Records from a point annotation dataset
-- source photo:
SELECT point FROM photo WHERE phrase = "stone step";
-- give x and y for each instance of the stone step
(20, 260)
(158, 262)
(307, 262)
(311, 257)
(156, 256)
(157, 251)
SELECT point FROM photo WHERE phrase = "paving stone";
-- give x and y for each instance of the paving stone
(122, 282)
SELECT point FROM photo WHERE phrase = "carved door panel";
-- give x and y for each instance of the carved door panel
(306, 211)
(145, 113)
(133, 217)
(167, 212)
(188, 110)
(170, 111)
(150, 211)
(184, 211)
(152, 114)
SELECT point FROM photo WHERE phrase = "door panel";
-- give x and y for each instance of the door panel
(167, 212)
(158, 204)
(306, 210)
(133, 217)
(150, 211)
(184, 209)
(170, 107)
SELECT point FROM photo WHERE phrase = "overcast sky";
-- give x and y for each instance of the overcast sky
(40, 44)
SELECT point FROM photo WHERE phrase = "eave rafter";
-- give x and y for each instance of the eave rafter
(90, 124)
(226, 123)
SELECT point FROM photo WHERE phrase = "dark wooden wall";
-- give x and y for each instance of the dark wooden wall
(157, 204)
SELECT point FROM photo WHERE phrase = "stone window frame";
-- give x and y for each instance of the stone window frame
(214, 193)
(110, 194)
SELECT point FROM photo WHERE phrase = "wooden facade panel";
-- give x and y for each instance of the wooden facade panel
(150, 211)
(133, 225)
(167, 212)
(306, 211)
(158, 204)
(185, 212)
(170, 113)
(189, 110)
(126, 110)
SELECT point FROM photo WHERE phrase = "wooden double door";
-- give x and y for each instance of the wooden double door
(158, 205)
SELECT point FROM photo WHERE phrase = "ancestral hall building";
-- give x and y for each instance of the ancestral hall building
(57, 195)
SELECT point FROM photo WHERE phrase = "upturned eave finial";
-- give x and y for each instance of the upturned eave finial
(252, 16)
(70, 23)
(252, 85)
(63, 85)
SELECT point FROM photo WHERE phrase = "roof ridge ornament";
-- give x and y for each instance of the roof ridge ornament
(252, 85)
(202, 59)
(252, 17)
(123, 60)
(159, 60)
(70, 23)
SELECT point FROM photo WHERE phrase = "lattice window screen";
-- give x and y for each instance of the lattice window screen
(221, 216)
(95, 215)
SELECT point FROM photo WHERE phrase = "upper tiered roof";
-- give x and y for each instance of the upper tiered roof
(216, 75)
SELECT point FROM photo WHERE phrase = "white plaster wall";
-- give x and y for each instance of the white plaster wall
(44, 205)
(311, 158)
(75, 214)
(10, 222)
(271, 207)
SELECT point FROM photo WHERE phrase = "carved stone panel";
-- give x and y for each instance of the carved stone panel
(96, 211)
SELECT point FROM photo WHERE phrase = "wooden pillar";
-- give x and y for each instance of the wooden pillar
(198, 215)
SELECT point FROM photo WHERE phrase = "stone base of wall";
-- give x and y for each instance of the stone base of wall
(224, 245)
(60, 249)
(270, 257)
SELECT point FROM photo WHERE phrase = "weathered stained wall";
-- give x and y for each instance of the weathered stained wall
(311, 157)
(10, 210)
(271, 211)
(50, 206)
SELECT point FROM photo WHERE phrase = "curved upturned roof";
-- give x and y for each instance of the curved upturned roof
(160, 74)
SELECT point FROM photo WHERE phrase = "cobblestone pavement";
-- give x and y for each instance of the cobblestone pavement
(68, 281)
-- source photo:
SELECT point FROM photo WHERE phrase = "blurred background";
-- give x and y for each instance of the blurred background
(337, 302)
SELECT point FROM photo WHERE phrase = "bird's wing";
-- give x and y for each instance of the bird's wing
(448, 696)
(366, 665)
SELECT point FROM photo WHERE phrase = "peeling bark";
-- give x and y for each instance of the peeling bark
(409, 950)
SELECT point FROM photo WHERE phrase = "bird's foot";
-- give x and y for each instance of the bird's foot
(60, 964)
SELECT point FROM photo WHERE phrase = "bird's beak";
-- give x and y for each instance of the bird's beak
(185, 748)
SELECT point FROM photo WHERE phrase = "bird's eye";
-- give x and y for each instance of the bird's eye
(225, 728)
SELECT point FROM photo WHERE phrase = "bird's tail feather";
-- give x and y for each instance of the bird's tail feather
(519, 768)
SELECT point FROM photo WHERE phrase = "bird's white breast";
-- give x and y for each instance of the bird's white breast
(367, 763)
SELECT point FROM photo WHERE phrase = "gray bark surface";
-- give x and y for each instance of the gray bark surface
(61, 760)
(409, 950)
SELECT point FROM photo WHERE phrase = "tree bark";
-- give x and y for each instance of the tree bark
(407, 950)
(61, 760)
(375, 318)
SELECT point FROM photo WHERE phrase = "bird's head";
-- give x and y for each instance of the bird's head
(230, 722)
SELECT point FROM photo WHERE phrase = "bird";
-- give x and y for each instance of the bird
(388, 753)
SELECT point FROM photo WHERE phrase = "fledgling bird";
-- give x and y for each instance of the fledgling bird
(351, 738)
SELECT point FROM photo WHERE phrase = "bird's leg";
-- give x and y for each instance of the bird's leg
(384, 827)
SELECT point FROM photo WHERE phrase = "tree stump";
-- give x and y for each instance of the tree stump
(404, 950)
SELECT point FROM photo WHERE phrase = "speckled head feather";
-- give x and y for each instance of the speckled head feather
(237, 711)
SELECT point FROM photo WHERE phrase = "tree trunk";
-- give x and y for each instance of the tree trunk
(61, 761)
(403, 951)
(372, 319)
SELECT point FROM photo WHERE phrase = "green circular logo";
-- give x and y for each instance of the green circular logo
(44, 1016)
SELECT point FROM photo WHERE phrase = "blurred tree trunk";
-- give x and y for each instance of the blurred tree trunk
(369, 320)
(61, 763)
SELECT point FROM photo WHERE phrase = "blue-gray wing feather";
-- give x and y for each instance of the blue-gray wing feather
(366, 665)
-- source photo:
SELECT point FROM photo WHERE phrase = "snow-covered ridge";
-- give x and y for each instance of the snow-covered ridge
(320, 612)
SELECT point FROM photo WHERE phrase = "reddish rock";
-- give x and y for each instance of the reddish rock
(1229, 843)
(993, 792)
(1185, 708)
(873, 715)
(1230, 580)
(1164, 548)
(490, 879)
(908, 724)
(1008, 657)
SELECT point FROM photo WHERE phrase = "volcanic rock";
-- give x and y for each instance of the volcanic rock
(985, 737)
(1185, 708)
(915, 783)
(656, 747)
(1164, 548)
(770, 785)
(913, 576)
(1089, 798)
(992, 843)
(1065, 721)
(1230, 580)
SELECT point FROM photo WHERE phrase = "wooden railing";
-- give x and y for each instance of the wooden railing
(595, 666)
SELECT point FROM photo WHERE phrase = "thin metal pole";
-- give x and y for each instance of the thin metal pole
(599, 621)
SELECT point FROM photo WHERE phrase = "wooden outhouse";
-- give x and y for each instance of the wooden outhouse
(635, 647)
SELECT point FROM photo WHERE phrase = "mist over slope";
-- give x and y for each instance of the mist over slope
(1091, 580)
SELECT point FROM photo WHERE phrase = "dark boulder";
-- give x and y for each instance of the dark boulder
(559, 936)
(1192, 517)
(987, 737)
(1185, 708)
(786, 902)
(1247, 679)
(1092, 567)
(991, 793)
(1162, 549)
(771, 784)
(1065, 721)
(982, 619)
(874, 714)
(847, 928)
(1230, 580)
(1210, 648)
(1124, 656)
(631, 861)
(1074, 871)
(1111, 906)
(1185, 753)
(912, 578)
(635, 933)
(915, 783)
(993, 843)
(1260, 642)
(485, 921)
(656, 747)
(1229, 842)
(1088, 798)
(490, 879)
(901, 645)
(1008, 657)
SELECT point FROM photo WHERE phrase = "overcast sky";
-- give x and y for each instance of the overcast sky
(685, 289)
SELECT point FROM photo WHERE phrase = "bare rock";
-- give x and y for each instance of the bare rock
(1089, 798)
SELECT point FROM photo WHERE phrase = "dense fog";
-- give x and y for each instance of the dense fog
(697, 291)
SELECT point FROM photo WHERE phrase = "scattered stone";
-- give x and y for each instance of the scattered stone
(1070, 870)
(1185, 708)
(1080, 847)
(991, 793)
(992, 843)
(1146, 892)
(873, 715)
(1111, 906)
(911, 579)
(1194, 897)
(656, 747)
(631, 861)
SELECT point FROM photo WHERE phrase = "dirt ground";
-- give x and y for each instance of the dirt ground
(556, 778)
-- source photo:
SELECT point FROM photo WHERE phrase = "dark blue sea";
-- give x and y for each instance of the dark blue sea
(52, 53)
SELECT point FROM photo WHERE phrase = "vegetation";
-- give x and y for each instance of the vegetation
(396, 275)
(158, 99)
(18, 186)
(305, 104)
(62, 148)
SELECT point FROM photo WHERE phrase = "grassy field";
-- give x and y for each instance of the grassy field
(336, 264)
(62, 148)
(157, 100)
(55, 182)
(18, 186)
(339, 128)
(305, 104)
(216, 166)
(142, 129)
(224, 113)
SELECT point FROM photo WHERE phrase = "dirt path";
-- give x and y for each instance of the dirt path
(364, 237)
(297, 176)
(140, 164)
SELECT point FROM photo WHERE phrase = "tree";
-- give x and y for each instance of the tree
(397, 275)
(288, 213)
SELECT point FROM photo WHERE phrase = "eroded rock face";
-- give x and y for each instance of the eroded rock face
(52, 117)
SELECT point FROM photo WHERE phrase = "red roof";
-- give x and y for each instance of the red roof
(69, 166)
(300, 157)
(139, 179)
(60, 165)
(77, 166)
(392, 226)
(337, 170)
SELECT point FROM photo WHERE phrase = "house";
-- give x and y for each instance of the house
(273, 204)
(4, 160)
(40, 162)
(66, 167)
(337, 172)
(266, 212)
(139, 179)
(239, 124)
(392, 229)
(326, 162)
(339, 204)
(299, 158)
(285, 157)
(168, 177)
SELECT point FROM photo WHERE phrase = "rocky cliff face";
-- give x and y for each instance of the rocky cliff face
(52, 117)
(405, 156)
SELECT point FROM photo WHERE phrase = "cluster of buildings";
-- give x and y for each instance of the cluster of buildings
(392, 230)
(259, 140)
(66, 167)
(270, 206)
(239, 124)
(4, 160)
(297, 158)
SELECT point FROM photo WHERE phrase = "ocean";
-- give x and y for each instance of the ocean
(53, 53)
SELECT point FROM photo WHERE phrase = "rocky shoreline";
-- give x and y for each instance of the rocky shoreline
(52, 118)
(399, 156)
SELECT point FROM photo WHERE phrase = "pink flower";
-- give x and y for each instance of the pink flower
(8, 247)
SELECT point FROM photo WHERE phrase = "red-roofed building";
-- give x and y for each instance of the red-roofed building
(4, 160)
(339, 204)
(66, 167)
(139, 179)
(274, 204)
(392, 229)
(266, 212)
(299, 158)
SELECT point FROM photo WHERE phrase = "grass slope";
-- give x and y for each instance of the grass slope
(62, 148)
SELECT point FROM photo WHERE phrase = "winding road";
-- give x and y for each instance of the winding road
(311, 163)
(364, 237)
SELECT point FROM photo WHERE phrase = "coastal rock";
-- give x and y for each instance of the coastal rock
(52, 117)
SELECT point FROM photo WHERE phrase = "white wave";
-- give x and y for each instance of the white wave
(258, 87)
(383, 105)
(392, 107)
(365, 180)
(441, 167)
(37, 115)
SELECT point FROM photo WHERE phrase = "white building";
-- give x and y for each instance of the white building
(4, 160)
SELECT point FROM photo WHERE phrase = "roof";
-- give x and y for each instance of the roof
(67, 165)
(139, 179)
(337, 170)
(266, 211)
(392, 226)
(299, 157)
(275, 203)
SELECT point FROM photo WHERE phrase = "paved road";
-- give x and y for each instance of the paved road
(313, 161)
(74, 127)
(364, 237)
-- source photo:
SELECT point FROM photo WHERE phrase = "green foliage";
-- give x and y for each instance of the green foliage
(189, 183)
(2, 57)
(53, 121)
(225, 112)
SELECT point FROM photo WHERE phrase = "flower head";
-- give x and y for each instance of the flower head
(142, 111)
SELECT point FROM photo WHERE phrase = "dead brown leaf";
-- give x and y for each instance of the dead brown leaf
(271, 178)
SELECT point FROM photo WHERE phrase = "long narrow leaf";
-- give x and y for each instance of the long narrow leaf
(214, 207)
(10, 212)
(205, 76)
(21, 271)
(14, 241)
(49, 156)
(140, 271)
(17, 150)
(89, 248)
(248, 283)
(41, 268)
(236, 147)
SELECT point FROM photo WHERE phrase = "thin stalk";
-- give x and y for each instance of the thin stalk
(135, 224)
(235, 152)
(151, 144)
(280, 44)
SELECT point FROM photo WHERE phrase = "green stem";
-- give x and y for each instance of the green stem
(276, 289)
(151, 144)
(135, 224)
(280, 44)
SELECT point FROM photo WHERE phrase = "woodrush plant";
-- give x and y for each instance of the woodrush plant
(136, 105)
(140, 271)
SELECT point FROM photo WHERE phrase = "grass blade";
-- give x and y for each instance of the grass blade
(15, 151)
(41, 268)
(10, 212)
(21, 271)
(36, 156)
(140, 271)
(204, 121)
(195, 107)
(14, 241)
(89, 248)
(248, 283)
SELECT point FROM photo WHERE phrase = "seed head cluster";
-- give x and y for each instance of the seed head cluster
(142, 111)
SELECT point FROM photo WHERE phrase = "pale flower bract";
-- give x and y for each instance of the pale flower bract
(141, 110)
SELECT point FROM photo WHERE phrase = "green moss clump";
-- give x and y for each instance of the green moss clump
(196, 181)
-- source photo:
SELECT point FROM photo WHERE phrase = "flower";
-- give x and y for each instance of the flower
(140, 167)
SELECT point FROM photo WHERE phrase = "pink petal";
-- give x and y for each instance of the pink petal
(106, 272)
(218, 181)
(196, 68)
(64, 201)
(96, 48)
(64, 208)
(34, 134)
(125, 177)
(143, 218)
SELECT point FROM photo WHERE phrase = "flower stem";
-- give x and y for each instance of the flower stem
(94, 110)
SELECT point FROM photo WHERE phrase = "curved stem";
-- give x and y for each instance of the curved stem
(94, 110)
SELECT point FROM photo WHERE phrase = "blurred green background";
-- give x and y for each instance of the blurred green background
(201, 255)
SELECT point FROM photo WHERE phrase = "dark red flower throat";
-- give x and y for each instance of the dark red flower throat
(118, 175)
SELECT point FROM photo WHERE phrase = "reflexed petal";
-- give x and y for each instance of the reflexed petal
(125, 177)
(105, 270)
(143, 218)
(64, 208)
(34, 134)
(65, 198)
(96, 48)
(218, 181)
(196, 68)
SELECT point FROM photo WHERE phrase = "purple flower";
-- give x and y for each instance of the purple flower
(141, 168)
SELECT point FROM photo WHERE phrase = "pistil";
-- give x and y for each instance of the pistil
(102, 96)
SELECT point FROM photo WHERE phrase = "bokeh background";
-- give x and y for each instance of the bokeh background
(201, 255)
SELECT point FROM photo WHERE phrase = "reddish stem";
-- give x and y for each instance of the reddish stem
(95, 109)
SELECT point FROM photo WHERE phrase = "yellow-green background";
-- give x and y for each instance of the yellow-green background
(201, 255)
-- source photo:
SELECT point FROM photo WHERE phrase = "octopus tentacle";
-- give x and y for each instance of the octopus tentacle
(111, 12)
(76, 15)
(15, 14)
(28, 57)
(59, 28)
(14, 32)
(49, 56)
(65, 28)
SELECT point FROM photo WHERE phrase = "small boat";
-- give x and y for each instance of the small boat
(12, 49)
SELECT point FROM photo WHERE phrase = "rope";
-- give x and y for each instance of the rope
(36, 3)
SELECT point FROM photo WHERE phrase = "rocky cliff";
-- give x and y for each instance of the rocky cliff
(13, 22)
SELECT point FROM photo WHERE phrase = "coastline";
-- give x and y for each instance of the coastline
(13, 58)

Short task
Please count the lines of the records that contain the string "tail" with matching case, and give only that number.

Reply to the exercise
2